--- Start DATA EXCERPTS ---

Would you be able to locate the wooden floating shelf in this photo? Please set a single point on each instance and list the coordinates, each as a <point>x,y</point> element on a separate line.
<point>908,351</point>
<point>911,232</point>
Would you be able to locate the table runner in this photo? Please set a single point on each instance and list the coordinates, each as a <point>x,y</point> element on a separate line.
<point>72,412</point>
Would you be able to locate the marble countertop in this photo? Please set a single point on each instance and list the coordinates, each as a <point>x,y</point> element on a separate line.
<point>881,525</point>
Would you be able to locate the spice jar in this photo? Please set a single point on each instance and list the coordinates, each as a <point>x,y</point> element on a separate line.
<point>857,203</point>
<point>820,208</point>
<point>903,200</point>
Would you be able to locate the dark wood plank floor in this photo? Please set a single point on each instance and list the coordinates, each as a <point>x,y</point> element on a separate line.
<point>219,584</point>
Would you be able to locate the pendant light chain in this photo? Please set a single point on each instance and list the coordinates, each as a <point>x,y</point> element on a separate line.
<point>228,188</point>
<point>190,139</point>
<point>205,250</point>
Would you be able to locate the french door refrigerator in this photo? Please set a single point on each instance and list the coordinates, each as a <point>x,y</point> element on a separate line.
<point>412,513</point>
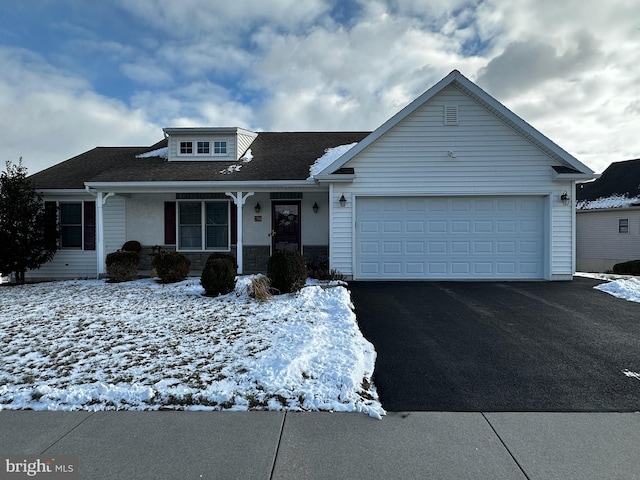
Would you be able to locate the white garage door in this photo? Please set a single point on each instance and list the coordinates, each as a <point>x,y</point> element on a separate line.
<point>450,238</point>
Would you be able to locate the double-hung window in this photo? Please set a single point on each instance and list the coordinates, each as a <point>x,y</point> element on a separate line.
<point>203,225</point>
<point>220,147</point>
<point>186,148</point>
<point>203,148</point>
<point>623,225</point>
<point>71,225</point>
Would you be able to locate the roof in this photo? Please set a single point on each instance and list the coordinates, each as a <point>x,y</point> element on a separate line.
<point>275,156</point>
<point>619,179</point>
<point>465,85</point>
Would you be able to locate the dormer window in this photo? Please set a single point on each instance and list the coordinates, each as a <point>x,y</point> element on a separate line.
<point>207,144</point>
<point>203,148</point>
<point>186,148</point>
<point>220,148</point>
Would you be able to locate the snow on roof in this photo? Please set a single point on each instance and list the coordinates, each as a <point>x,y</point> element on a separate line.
<point>614,201</point>
<point>330,155</point>
<point>161,152</point>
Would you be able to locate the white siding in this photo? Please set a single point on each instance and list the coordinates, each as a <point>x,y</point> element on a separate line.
<point>174,142</point>
<point>145,217</point>
<point>490,159</point>
<point>68,263</point>
<point>599,246</point>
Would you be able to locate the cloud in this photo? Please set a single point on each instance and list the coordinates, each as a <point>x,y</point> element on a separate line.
<point>49,116</point>
<point>525,64</point>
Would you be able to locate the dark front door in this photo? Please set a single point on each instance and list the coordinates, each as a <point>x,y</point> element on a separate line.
<point>285,231</point>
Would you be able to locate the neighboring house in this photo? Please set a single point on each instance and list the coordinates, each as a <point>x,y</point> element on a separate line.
<point>454,186</point>
<point>608,218</point>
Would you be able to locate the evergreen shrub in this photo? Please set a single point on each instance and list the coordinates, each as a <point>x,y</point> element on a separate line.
<point>171,266</point>
<point>287,271</point>
<point>132,246</point>
<point>122,266</point>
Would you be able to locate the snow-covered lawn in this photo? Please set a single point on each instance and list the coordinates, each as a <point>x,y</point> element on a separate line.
<point>92,345</point>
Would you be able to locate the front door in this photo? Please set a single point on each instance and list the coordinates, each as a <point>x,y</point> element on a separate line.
<point>285,230</point>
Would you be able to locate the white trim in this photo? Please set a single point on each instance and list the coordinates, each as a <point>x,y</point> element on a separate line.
<point>239,199</point>
<point>194,186</point>
<point>203,225</point>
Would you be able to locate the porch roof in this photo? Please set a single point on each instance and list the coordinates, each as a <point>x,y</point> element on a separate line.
<point>276,156</point>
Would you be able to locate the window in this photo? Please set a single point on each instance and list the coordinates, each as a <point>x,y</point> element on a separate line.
<point>623,225</point>
<point>220,148</point>
<point>203,148</point>
<point>71,225</point>
<point>74,222</point>
<point>186,148</point>
<point>203,225</point>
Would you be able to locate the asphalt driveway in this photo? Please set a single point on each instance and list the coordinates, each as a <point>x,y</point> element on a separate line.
<point>501,346</point>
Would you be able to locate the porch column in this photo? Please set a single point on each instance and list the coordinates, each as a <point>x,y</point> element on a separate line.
<point>239,199</point>
<point>101,200</point>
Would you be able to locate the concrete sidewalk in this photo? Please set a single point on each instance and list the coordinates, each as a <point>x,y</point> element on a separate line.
<point>277,445</point>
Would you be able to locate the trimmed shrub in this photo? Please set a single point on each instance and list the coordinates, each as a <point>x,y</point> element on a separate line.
<point>132,246</point>
<point>122,266</point>
<point>287,271</point>
<point>224,256</point>
<point>218,277</point>
<point>631,267</point>
<point>171,266</point>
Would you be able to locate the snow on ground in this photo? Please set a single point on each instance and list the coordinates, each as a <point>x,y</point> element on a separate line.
<point>92,345</point>
<point>621,286</point>
<point>614,201</point>
<point>330,155</point>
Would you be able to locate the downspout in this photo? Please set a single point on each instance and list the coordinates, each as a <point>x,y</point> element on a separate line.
<point>101,200</point>
<point>239,200</point>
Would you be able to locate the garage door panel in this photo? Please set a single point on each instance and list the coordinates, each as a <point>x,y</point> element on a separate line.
<point>457,238</point>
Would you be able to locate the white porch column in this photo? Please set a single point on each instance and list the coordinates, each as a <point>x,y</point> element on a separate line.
<point>101,200</point>
<point>239,199</point>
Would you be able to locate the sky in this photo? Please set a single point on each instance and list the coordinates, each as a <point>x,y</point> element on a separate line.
<point>78,74</point>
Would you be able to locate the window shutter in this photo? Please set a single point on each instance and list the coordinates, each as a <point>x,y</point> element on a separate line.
<point>233,223</point>
<point>51,225</point>
<point>89,225</point>
<point>169,223</point>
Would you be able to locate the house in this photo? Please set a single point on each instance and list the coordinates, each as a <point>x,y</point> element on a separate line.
<point>454,186</point>
<point>608,218</point>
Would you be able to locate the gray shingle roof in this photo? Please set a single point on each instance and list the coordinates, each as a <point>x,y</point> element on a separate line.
<point>620,178</point>
<point>276,156</point>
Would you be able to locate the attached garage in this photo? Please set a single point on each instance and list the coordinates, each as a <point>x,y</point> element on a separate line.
<point>484,237</point>
<point>455,186</point>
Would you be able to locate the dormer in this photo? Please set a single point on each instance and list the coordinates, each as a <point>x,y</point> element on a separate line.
<point>207,143</point>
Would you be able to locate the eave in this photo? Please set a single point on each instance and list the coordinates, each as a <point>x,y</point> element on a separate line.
<point>192,186</point>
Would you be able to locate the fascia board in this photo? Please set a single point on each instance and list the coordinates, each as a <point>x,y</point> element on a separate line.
<point>149,187</point>
<point>61,191</point>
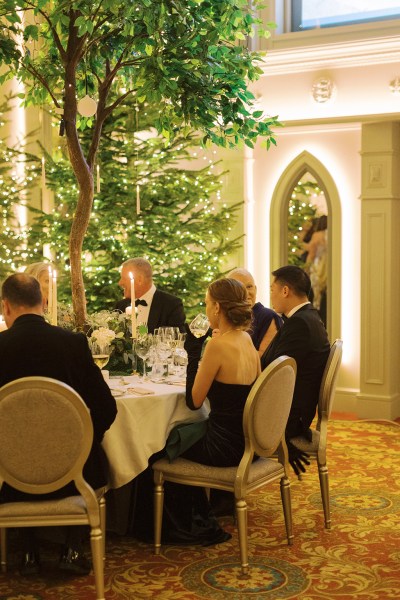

--- End DATA EXCERPTS ---

**DIRECTION**
Convert every line of the items above into a JSON list of strings, one string per line, skipping blank lines. Leave the pictures out of the list.

**ANSWER TO THE PROBLEM**
[
  "Would you be able to locate the wooden floating shelf in this photo? Please set a single point on each instance and list the coordinates, each as a <point>x,y</point> element on a separate line.",
  "<point>908,351</point>",
  "<point>911,232</point>",
  "Would you be able to locate the table runner in this photo? Please set a single point on each instance and list the coordinates, each as a <point>x,y</point> element on a separate line.",
  "<point>72,412</point>",
  "Would you be able to locate the marble countertop in this photo? Please set a single point on each instance and list the coordinates, each as a <point>x,y</point> element on a separate line.",
  "<point>881,525</point>",
  "Would you be able to locate the spice jar in this photo? Please set a single point on each instance and list the coordinates, each as a <point>x,y</point> element on a separate line.",
  "<point>857,203</point>",
  "<point>820,208</point>",
  "<point>903,200</point>",
  "Would you be able to locate the dark wood plank floor in this photo? Please set a single point on each instance and list the coordinates, each as a <point>x,y</point> element on a separate line.",
  "<point>219,584</point>",
  "Would you be able to locate the pendant light chain in this photo? Please set a single point on each instance and list the coordinates, each as a <point>x,y</point> element on a separate line.",
  "<point>228,188</point>",
  "<point>190,139</point>",
  "<point>205,250</point>",
  "Would you be able to locate the french door refrigerator in this photo? Please set a single point on each instance and list the coordinates, each as a <point>x,y</point> element on a separate line.",
  "<point>412,513</point>",
  "Would you be able to locate the white garage door in this photo? Please set a single point on each instance and list the coordinates, each as a <point>x,y</point> element on a separate line.",
  "<point>450,238</point>",
  "Would you be able to locate the double-hung window in this photo? Please set a single point on each instance and list the coordinates, each as a <point>x,y</point> element on a separate line.",
  "<point>203,225</point>",
  "<point>220,147</point>",
  "<point>186,148</point>",
  "<point>203,148</point>",
  "<point>623,225</point>",
  "<point>71,225</point>",
  "Would you be able to locate the roof in this photo? Please set a single point on each instance and list the coordinates, each as a <point>x,y</point> element on a separate line.",
  "<point>275,156</point>",
  "<point>619,179</point>",
  "<point>465,85</point>",
  "Would you be able to locate the dormer window in this photo? Please set a single point on each instance and list the coordinates, each as a <point>x,y</point> element on a separate line.",
  "<point>207,144</point>",
  "<point>203,148</point>",
  "<point>186,148</point>",
  "<point>220,148</point>",
  "Would you be able to locate the snow on roof in this photo? Please set a single point on each instance and list the coordinates, each as a <point>x,y</point> element on a separate line.",
  "<point>614,201</point>",
  "<point>330,155</point>",
  "<point>161,152</point>",
  "Would you be able to locate the white siding in this photo? Please set a single point on each instance and list the coordinates, each as a <point>x,y</point> element on a separate line.",
  "<point>174,142</point>",
  "<point>145,217</point>",
  "<point>490,159</point>",
  "<point>68,263</point>",
  "<point>599,246</point>",
  "Would you be able to locate the cloud in this photo? Please set a single point on each instance and list the coordinates, each as a <point>x,y</point> element on a separate line.",
  "<point>49,116</point>",
  "<point>525,64</point>",
  "Would you be able to locate the dark front door in this photo? Please set a single point on each instance and list the coordinates, each as a <point>x,y</point> element on a separate line.",
  "<point>285,231</point>",
  "Would you be able to locate the neighboring house in this photo? Please set a single point on each instance and list the coordinates, each as a <point>x,y</point> element on a separate line.",
  "<point>454,186</point>",
  "<point>608,218</point>",
  "Would you be able to locate the evergreen shrub in this photo? Please set a single point on each instance and list the coordinates, each as a <point>x,y</point> element on a separate line.",
  "<point>171,266</point>",
  "<point>287,271</point>",
  "<point>132,246</point>",
  "<point>122,266</point>",
  "Would you be able to locate the snow-covered lawn in this photo? Please set a single point on each instance and list the coordinates, each as a <point>x,y</point> element on a separate line.",
  "<point>92,345</point>",
  "Would you be able to locate the front door in this photo? Please set a single point on each instance and list the coordinates, each as a <point>x,y</point> element on a separate line.",
  "<point>285,230</point>",
  "Would you be able to locate the white trim in this photo? Please set a single point on each instance and list the coordinates, each as a <point>x,y</point> element on a separate line.",
  "<point>239,199</point>",
  "<point>194,186</point>",
  "<point>203,225</point>",
  "Would you be able to locate the porch roof in this photo? Please set a single point on each instance and list the coordinates, each as a <point>x,y</point> element on a separate line.",
  "<point>276,156</point>",
  "Would you be able to locate the window in this photo? Please set a single point on each instance and list the coordinates, each as a <point>x,y</point> element on a separate line.",
  "<point>623,225</point>",
  "<point>220,148</point>",
  "<point>203,148</point>",
  "<point>71,225</point>",
  "<point>74,222</point>",
  "<point>186,148</point>",
  "<point>203,225</point>",
  "Would you be able to locate the asphalt driveway in this photo? Please set a single point on each instance and list the coordinates, each as a <point>x,y</point> element on a separate line.",
  "<point>501,346</point>",
  "Would you be able to locate the porch column in this photo? Please set a single point on each instance and list the coordinates, each as a <point>x,y</point> element on a separate line.",
  "<point>239,199</point>",
  "<point>101,200</point>",
  "Would you be able to locate the concrete sidewalk in this photo? Please set a single point on each instance and list the coordinates, each as a <point>x,y</point> element on a separate line.",
  "<point>277,445</point>",
  "Would you be able to locate the trimmed shrub in this photo? Please set a single point on each instance and list the coordinates, each as a <point>x,y</point> element on a separate line.",
  "<point>132,246</point>",
  "<point>122,266</point>",
  "<point>287,271</point>",
  "<point>224,256</point>",
  "<point>218,277</point>",
  "<point>631,267</point>",
  "<point>171,266</point>",
  "Would you be able to locate the snow on ground in this photo? Please set a single point on each instance and list the coordinates, each as a <point>x,y</point> element on a separate line.",
  "<point>92,345</point>",
  "<point>621,286</point>",
  "<point>614,201</point>",
  "<point>330,155</point>",
  "Would you be able to locate the downspout in this photo? Please set a single point on each instance and list the coordinates, each as a <point>x,y</point> element on a separate line.",
  "<point>101,200</point>",
  "<point>239,200</point>",
  "Would you be able to locate the garage door panel in this photo? Please set a single point on each instance and list the coordinates, each as a <point>x,y</point> element on a separate line.",
  "<point>457,238</point>",
  "Would you be able to locate the white porch column in this photo? Please set a single point on each instance and list the coordinates, each as a <point>x,y</point> element on a separate line.",
  "<point>101,200</point>",
  "<point>239,199</point>",
  "Would you be able to locate the sky in this photo? Please set a single point on each instance and list the coordinates, each as a <point>x,y</point> element on a separate line.",
  "<point>78,74</point>",
  "Would you be able to locate the window shutter in this photo? Please set a single point on each instance and list the coordinates, each as a <point>x,y</point> element on a separate line.",
  "<point>233,223</point>",
  "<point>51,225</point>",
  "<point>89,225</point>",
  "<point>169,223</point>",
  "Would you be able to locate the house in this photo? Please set a single point on each instance and list the coordinates, each as a <point>x,y</point> element on a separate line.",
  "<point>454,186</point>",
  "<point>608,218</point>",
  "Would you be able to locate the gray shingle roof in this photo? Please set a single point on each instance and list the coordinates, each as a <point>x,y</point> element on a separate line.",
  "<point>620,178</point>",
  "<point>276,156</point>",
  "Would you be able to locate the attached garage in this photo? Please set a single point on each instance and list the coordinates, each as a <point>x,y</point> element on a separate line.",
  "<point>484,237</point>",
  "<point>455,186</point>",
  "Would you be able to locate the dormer in this photo? Please set a single point on each instance and list the coordinates, each as a <point>x,y</point> element on a separate line.",
  "<point>207,143</point>",
  "Would you be able to locate the eave in this photo? Please set a single point on each instance and list the coordinates, each as a <point>x,y</point> element on a separate line.",
  "<point>192,186</point>",
  "Would you be able to locate the fascia board in this photo? Please set a single point on each instance and list the coordinates, each as a <point>x,y</point> element on a separate line.",
  "<point>149,187</point>",
  "<point>61,191</point>"
]